Copy out the records below, swapping every "a point per instance" for "one point for each instance" and keeping everything else the same. Leave the pictures out of your copy.

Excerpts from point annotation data
──────
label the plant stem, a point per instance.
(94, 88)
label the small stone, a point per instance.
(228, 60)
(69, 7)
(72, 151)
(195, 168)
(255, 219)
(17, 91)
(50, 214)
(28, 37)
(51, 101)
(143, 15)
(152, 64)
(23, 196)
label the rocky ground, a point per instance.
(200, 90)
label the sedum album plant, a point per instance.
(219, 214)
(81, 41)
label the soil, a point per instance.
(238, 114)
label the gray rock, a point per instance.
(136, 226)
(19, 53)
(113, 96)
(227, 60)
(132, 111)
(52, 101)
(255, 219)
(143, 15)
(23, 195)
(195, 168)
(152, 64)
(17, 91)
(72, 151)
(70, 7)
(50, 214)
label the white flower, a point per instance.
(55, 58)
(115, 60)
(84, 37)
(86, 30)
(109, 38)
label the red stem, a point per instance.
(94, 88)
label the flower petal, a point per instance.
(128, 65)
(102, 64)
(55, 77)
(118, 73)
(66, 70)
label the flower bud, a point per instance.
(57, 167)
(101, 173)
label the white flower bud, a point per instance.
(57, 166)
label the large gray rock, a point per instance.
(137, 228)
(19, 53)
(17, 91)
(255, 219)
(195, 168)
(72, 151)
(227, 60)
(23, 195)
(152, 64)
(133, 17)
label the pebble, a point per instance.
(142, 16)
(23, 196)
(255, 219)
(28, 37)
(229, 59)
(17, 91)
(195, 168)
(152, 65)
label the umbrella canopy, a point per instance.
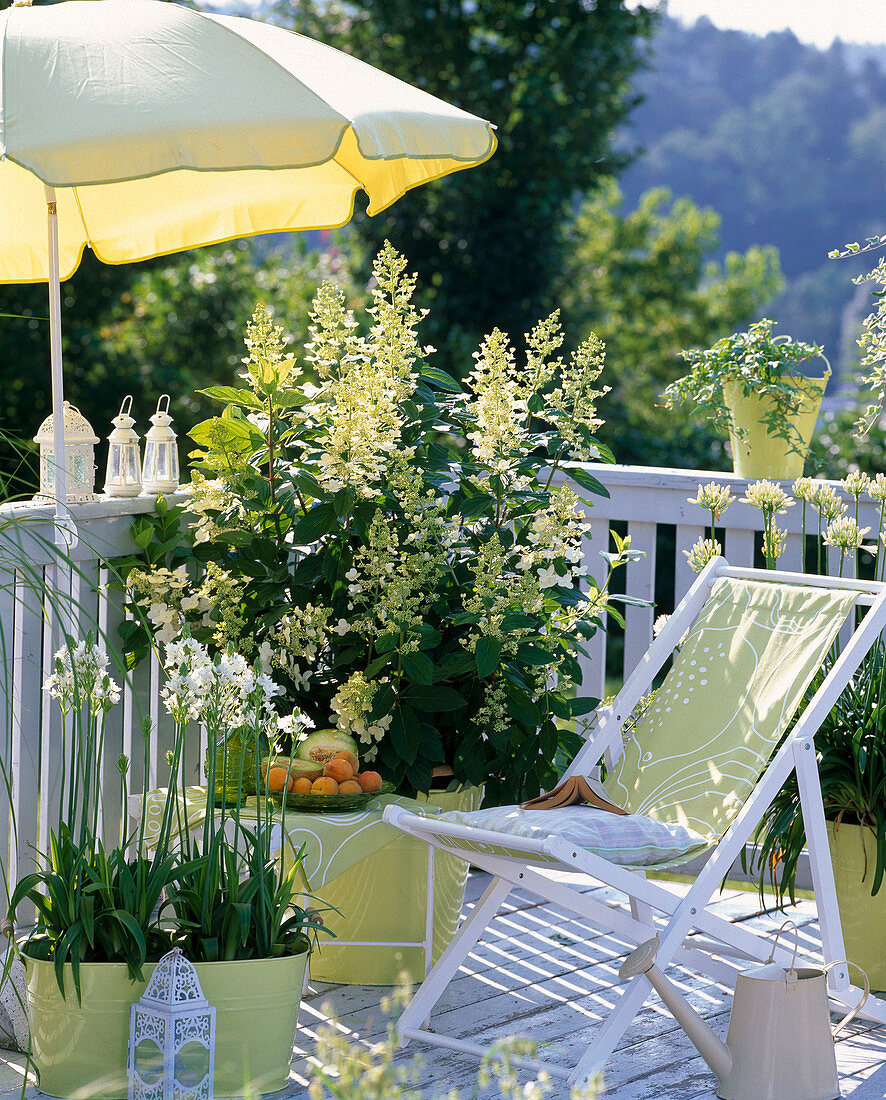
(161, 128)
(140, 128)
──────
■ Final answer ■
label the plant stem, one point for each instance.
(94, 88)
label the small stone, one point for each instance.
(228, 60)
(69, 7)
(72, 151)
(195, 168)
(255, 219)
(17, 91)
(50, 214)
(28, 37)
(51, 101)
(143, 15)
(152, 64)
(23, 196)
label the rocky ground, one point for each instance.
(200, 90)
label the sedum album plant, one point for each instance.
(219, 214)
(81, 41)
label the soil, one point for each instance.
(238, 114)
label the gray rock, one point for each instance.
(136, 226)
(19, 53)
(113, 96)
(227, 60)
(132, 111)
(52, 101)
(255, 219)
(143, 15)
(23, 195)
(195, 168)
(152, 64)
(17, 91)
(72, 151)
(70, 7)
(50, 214)
label the white flower, one point for each instance.
(55, 58)
(115, 60)
(84, 37)
(86, 30)
(109, 38)
label the red stem, one point for each instance.
(94, 88)
label the flower petal, one point for each instance.
(128, 65)
(102, 64)
(55, 77)
(118, 73)
(66, 70)
label the flower bud, one point for each instance.
(57, 167)
(101, 173)
label the white flower bud, one point for each instance.
(57, 166)
label the large gray rock, one point for each instance.
(137, 228)
(19, 53)
(17, 91)
(255, 219)
(195, 168)
(72, 151)
(227, 60)
(23, 195)
(152, 64)
(133, 17)
label the pebble, one point for each instance.
(142, 16)
(23, 196)
(255, 219)
(28, 37)
(229, 59)
(17, 91)
(195, 168)
(152, 65)
label the umbrella canopy, one point for each instance.
(161, 128)
(140, 128)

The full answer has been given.